Your objective:
Please transcribe the records precisely; pictures stay out of your copy.

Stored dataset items
▬▬▬▬▬▬
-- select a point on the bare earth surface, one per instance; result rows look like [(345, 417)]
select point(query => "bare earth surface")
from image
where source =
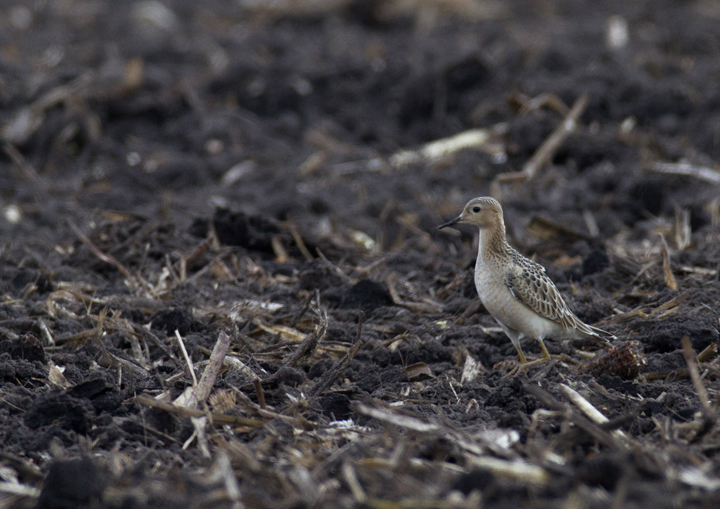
[(260, 177)]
▬▬▬▬▬▬
Task result:
-- select a point on the bare earth surface, one per instance; result rows look like [(345, 417)]
select point(query => "bare earth surface")
from image
where source =
[(260, 177)]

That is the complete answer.